**ACTION ITEM**
All of the entries below are to be copied word for word.
START MATERIAL SHOWN
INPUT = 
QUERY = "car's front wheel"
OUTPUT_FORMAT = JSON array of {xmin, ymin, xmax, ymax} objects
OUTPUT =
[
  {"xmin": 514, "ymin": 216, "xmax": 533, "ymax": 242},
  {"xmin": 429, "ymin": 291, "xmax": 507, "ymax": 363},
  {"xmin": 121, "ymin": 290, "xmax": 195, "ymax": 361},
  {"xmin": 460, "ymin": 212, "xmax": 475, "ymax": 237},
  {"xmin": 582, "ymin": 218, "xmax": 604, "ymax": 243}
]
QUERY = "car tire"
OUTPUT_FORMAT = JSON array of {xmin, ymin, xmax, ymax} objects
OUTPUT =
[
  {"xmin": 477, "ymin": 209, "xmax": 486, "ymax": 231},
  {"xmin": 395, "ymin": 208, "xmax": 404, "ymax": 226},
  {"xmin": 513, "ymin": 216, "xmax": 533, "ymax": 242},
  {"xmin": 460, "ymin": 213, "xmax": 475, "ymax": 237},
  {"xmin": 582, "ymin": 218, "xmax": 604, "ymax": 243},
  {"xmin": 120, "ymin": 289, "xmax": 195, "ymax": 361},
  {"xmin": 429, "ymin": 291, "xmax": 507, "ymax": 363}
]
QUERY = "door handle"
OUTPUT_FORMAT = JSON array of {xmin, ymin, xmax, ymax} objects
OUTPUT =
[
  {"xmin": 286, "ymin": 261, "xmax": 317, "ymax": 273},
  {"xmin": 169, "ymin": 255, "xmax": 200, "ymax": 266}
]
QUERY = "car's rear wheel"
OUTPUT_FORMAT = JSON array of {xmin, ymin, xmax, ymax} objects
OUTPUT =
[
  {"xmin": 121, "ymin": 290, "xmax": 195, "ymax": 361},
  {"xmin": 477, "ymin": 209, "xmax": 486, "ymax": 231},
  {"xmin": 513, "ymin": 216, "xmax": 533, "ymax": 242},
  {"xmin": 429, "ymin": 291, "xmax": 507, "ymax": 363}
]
END MATERIAL SHOWN
**SOLUTION TO THE EXERCISE**
INPUT = 
QUERY = "car's front wheel"
OUTPUT_FORMAT = JSON array of {xmin, ymin, xmax, ymax} objects
OUTPUT =
[
  {"xmin": 514, "ymin": 216, "xmax": 533, "ymax": 242},
  {"xmin": 429, "ymin": 291, "xmax": 507, "ymax": 363},
  {"xmin": 121, "ymin": 290, "xmax": 195, "ymax": 361},
  {"xmin": 460, "ymin": 212, "xmax": 475, "ymax": 237},
  {"xmin": 582, "ymin": 218, "xmax": 604, "ymax": 243}
]
QUERY = "car tire"
OUTPUT_FORMAT = JSON array of {xmin, ymin, xmax, ymax} objects
OUTPUT =
[
  {"xmin": 477, "ymin": 209, "xmax": 486, "ymax": 231},
  {"xmin": 395, "ymin": 208, "xmax": 404, "ymax": 226},
  {"xmin": 513, "ymin": 216, "xmax": 533, "ymax": 242},
  {"xmin": 460, "ymin": 213, "xmax": 475, "ymax": 237},
  {"xmin": 582, "ymin": 218, "xmax": 604, "ymax": 243},
  {"xmin": 120, "ymin": 289, "xmax": 195, "ymax": 361},
  {"xmin": 429, "ymin": 291, "xmax": 507, "ymax": 363}
]
QUERY = "door handle"
OUTPUT_FORMAT = JSON array of {xmin, ymin, xmax, ymax} objects
OUTPUT =
[
  {"xmin": 286, "ymin": 261, "xmax": 317, "ymax": 273},
  {"xmin": 169, "ymin": 255, "xmax": 200, "ymax": 266}
]
QUERY = "car's rear wheel"
OUTPUT_FORMAT = JSON array of {xmin, ymin, xmax, ymax} objects
OUTPUT =
[
  {"xmin": 121, "ymin": 290, "xmax": 195, "ymax": 361},
  {"xmin": 477, "ymin": 209, "xmax": 486, "ymax": 231},
  {"xmin": 513, "ymin": 216, "xmax": 533, "ymax": 242},
  {"xmin": 429, "ymin": 291, "xmax": 507, "ymax": 363}
]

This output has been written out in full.